Muy de mañana empezaron a salir regimientos peruanos de la ciudad, y a tenderse por la campiña, y todo el pueblo estaba en la mayor agitación, porque Atahulpa quería visitar a Pizarro con toda magnificencia. Aunque los preparativos comenzaron muy temprano, tanta era la solemnidad y la pompa, que ya terminaba la mañana y no llegaba el Inca al campo de su huésped. Impacientes los invasores temían ya alguna desconfianza de parte del emperador que frustrara sus planes, cuando apareció el inocente Inca rodeado de 500 nobles, lo más pomposamente aderezados, que marchaban al son de sencillas músicas militares, con toda la majestad del inocente orgullo. Atahulpa, sentado en un trono de oro adornado de vistosas plumas de diversos colores y cargado de piedras preciosas, iba en el centro de la corte llevado en hombros de los más nobles palaciegos y detrás le seguían lo mismo sus primeros oficiales. Cuadrillas de danzadores y bandas de músicos, precedían y animaban tan solemne acto, y la campiña cubierta de más de treinta mil soldados, prestaba la imagen del poderoso imperio.
#####
**TAREA PLANTEADA 1:**
Reproduce sin cambios las líneas de los registros que van desde la que contiene "Q: For each instance of the man in white sarong" hasta el final de los registros, ambos extremos incluidos.
El texto y los registros son materiales independientes entre sí.

**REGISTROS A USAR:**
#####
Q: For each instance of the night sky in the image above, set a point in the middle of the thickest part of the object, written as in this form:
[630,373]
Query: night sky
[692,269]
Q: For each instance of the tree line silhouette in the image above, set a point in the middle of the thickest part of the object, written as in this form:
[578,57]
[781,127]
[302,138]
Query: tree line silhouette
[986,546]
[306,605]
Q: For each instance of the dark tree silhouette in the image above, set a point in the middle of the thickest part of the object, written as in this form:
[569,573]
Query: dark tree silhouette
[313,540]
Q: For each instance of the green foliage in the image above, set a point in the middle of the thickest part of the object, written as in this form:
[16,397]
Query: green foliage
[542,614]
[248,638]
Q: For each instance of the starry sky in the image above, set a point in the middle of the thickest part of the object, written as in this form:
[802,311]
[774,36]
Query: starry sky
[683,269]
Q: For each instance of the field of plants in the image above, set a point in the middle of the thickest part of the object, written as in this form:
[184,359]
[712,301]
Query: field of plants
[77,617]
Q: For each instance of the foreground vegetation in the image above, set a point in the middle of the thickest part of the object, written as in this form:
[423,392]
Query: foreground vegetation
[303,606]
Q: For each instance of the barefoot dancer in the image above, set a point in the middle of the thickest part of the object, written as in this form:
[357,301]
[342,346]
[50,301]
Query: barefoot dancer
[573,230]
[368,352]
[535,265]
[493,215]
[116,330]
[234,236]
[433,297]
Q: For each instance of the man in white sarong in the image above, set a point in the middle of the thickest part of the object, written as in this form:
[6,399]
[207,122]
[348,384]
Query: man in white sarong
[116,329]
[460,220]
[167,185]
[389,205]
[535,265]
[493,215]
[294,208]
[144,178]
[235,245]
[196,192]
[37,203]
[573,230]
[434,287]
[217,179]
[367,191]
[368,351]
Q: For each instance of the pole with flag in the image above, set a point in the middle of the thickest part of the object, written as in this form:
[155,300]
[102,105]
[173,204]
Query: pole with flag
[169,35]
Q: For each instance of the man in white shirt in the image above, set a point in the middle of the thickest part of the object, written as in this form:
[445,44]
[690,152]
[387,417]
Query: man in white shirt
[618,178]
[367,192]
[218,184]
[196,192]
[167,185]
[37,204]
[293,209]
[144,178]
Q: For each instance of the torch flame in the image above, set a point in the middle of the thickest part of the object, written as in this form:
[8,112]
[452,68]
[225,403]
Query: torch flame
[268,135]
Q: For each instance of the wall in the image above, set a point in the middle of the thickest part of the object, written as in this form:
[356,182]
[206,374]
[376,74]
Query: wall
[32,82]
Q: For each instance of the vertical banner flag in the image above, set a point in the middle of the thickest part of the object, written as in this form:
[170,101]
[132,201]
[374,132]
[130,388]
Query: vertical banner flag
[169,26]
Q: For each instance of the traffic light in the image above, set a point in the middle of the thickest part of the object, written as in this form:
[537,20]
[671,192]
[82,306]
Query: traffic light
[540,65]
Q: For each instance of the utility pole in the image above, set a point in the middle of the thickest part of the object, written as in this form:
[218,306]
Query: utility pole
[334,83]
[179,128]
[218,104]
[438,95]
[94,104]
#####
**TAREA PLANTEADA 2:**
Prosigue el relato sobre la llegada del Inca al campo de Pizarro a partir de su última oración.

**RESPUESTA ESCRITA 1:**
Q: For each instance of the man in white sarong in the image above, set a point in the middle of the thickest part of the object, written as in this form:
[6,399]
[207,122]
[348,384]
Query: man in white sarong
[116,329]
[460,220]
[167,185]
[389,205]
[535,265]
[493,215]
[294,208]
[144,178]
[235,245]
[196,192]
[37,203]
[573,230]
[434,287]
[217,179]
[367,191]
[368,351]
Q: For each instance of the pole with flag in the image above, set a point in the middle of the thickest part of the object, written as in this form:
[155,300]
[102,105]
[173,204]
Query: pole with flag
[169,35]
Q: For each instance of the man in white shirt in the image above, set a point in the middle of the thickest part of the object, written as in this form:
[445,44]
[690,152]
[387,417]
Query: man in white shirt
[618,178]
[367,192]
[218,184]
[196,192]
[167,185]
[37,204]
[293,209]
[144,178]
Q: For each instance of the torch flame in the image above, set a point in the middle of the thickest part of the object, written as in this form:
[8,112]
[452,68]
[225,403]
Query: torch flame
[268,135]
Q: For each instance of the wall in the image above, set a point in the middle of the thickest part of the object, written as in this form:
[356,182]
[206,374]
[376,74]
Query: wall
[32,82]
Q: For each instance of the vertical banner flag in the image above, set a point in the middle of the thickest part of the object, written as in this form:
[170,101]
[132,201]
[374,132]
[130,388]
Query: vertical banner flag
[169,26]
Q: For each instance of the traffic light in the image above, set a point in the middle of the thickest part of the object, written as in this form:
[537,20]
[671,192]
[82,306]
Query: traffic light
[540,65]
Q: For each instance of the utility pole in the image above, set a point in the middle of the thickest part of the object, written as in this form:
[218,306]
Query: utility pole
[334,83]
[179,128]
[218,104]
[438,95]
[94,104]

**RESPUESTA ESCRITA 2:**
Estaba el día tranquilo y sereno, y el sol radiante tocaba la mitad de su carrera. Un apacible céfiro batía mansamente las pintadas plumas, y los cándidos y ondulantes vestidos de la pomposa corte, y a los rayos del claro sol del Perú brillaban las andas de oro y las armas matadores de los invasores. Al acercarse Atahulpa al campo de Pizarro, resonaron con estruendo los roncos atambores y los bélicos clarines, y se desplegó al viento el español estandarte, ornado de la espléndida y roja cruz. Si sorprendidos miraban los peruanos el aspecto imponente de los venidos del Oriente, su faz cubierta de larga barba, y la brillantez y construcción de sus feroces armas, no menos con asombro miraban Pizarro y sus compañeros la pompa y el esplendor de la corte peruana, y la aparente disciplina de sus innumerables soldados. Empero, el trono de oro y las inmensas riquezas que les ofrecía la victoria, exaltaban demasiado su imaginación para que calcularan los peligros del rompimiento. Atahulpa llegaba en tanto al campo de sus enemigos, y decía continuamente a sus primeros oficiales: «son enviados del cielo, guardaos bien de ofenderlos.»

Apenas hubo llegado al campamento, Luque corrió hacia el Inca con un crucifijo en la siniestra, y en la diestra su breviario; y en un largo discurso, y según las negras creencias del siglo XVI expuso al monarca la doctrina de la creación, la caída del primer hombre, la encarnación de Jesucristo, la elección que Dios hizo de San Pedro para que fuera su gran vicario en la tierra, el poder de San Pedro trasmitido a los papas, y la donación que el pontífice Alejandro había hecho al rey de Castilla de todas las regiones del Nuevo Mundo. Después de haber expuesto toda esta doctrina, imitó a Atahulpa a que abrazase la religión cristiana, a que reconociese la autoridad suprema del papa, y a que se declarase tributario del rey de Castilla, como su legítimo soberano; y que si así lo hacía continuaría reinando, y el Rey su señor tomaría el Perú bajo su protección; pero que si rehusaba obedecer, si persistía en su impiedad, le declaraba la guerra, y le amenazaba con la más terrible venganza.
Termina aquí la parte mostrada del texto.